■ AIM OF THE TASK:
When you print the records below, keep every word exact and leave out the images.

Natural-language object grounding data
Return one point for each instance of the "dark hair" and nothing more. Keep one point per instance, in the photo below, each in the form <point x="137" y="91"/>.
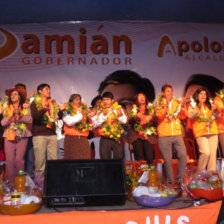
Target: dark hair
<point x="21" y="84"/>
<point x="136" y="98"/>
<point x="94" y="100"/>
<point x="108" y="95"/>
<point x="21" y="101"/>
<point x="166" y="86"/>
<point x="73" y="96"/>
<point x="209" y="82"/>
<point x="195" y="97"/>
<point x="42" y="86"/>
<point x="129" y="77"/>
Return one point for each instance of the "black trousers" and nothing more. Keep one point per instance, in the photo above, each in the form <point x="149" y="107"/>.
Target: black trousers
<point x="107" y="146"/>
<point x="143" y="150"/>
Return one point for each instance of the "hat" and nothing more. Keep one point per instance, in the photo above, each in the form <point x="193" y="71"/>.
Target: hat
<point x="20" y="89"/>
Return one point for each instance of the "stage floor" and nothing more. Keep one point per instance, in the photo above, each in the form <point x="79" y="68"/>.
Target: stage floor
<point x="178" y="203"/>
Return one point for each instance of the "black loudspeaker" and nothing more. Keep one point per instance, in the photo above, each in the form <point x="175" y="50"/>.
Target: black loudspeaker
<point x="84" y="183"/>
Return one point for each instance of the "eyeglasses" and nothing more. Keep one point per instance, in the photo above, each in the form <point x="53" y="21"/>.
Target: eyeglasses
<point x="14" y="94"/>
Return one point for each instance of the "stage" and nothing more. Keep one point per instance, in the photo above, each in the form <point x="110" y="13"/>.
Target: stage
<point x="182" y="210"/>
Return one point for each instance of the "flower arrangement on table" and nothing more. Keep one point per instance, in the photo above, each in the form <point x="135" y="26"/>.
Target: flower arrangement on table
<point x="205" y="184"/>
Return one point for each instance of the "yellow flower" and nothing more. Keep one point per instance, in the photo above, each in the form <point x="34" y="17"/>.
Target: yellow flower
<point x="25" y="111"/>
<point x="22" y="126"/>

■ WRITTEN SOLUTION:
Return one point for each instance of the "dark hair" and nothing more. Keep one point per instance, in the photo below, each in the form <point x="137" y="91"/>.
Target: dark hair
<point x="21" y="84"/>
<point x="136" y="98"/>
<point x="94" y="100"/>
<point x="108" y="95"/>
<point x="21" y="101"/>
<point x="166" y="86"/>
<point x="73" y="96"/>
<point x="209" y="82"/>
<point x="195" y="97"/>
<point x="42" y="86"/>
<point x="129" y="77"/>
Return one point for each instance of the "black trousers" and nothing more. Keep one point per instance, in the photo above, each in the form <point x="149" y="107"/>.
Target: black trousers
<point x="107" y="146"/>
<point x="143" y="150"/>
Return one point for each instance of the "hat" and nothing more. Keep one point per instance, in the photo above, each in the form <point x="193" y="71"/>.
Target: hat
<point x="20" y="89"/>
Return one point for each instance of the "stage floor" and nothing more. Keep one point per instance, in the photo above, each in the form <point x="79" y="68"/>.
Target: stage floor
<point x="178" y="203"/>
Return one point for each instance of the "black loudspeaker" and nothing more. Keep one point per instance, in the photo above, each in the form <point x="175" y="50"/>.
Target: black loudspeaker
<point x="84" y="183"/>
Return one point for each instance of the "eyeglasses" and nothing more. Keep one point per instance, in the photo above, each in the form <point x="53" y="21"/>.
Target: eyeglasses
<point x="14" y="94"/>
Return one point for each instance of the "stage" and nothing more. Keep one point per instance, in the photo above, each in the form <point x="110" y="13"/>.
Target: stage
<point x="182" y="210"/>
Return one point for each instance of the "flower arrangement on table" and nothing more. Keep one point per instance, in the photo above, each in the form <point x="135" y="26"/>.
Target: flower arrangement on table
<point x="205" y="184"/>
Return one point for each instance of the "yellow flower" and nothing more. Keep one point per instance, in the photo above, each in the form <point x="34" y="17"/>.
Target: yellow flower
<point x="25" y="111"/>
<point x="22" y="126"/>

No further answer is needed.